What is CRDT in Distributed Systems? - distributed-computing

I am a newbie in Distributed systems and I am trying to get an insight on the concept of CRDT.
I realize that it has three notations :
Conflict-free Replicated Data Type
Convergent Replicated Data Type
Commutative Replicated Data Type
Can anyone give an example where we use CRDT in distributed systems?
Thanks a lot in advance.

CRDTs are inspired by the work of Marc Shapiro. In distributed computing, a conflict-free replicated data type (abbreviated CRDT) is a type of specially-designed data structure used to achieve strong eventual consistency (SEC) and monotonicity (absence of rollbacks). There are two alternative routes to ensuring SEC: operation-based CRDTs and state-based CRDTs.
CRDTs on different replicas can diverge from one another but at the end they can be safely merged providing an eventually consistent value. In other words, CRDTs have a merge method that is idempotent, commutative and associative.

Data provided
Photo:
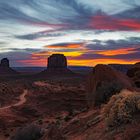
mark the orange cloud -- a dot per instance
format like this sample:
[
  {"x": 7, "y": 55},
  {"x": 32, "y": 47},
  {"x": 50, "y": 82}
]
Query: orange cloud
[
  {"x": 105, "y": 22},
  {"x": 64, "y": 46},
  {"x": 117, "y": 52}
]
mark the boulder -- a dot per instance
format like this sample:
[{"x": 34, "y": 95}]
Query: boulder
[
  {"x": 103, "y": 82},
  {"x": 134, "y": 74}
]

--

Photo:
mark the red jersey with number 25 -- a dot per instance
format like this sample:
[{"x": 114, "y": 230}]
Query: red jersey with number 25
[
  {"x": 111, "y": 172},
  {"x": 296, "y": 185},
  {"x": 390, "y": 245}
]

---

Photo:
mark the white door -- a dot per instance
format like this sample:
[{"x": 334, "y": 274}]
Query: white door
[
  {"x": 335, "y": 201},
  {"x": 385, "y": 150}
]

Set exercise 1
Answer these questions from the thread on CRDTs:
(a) What three expansions of the abbreviation does the person asking list?
(b) Whose work inspired CRDTs?
(c) What three properties does the merge method have?
Set exercise 2
Write the next part of the thread on CRDTs, picking up after its last sentence.
The rows have no connection to the thread on CRDTs.

Task result 1
(a) Conflict-free Replicated Data Type, Convergent Replicated Data Type, and Commutative Replicated Data Type.
(b) Marc Shapiro's work.
(c) It is idempotent, commutative, and associative.

Task result 2
The two alternatives are equivalent, as one can emulate the other, but operation-based CRDTs require additional guarantees from the communication middleware. CRDTs are used to replicate data across multiple computers in a network, executing updates without the need for remote synchronization. This would lead to merge conflicts in systems using conventional eventual consistency technology, but CRDTs are designed such that conflicts are mathematically impossible. Under the constraints of the CAP theorem they provide the strongest consistency guarantees for available/partition-tolerant (AP) settings.
Some examples where they are used
Riak is the most popular open source library of CRDT's and is used by Bet365 and League of Legends. Below are some useful links that supports Riak.
1- Bet365 (Uses Erlang and Riak)
http://www.erlang-factory.com/static/upload/media/1434558446558020erlanguserconference2015bet365michaelowen.pdf
2- League of Legends uses the Riak CRDT implementation for its in-game chat system (which handles 7.5 million concurrent users and 11,000 messages per second)
3- Roshi implemented by SoundCloud that supports a LWW time-stamped Set:
-Blog post: https://developers.soundcloud.com/blog/roshi-a-crdt-system-for-timestamped-events

CRDTs use Math to enforce consistency across a distributed cluster, without having to worry about consensus and associated latency/unavailability.
The set of values that a CRDT can take at anytime come under the category of a semi-lattice (specifically a join semi-lattice), which is a POSET (partially-ordered set) with a least upper bound function (LUB).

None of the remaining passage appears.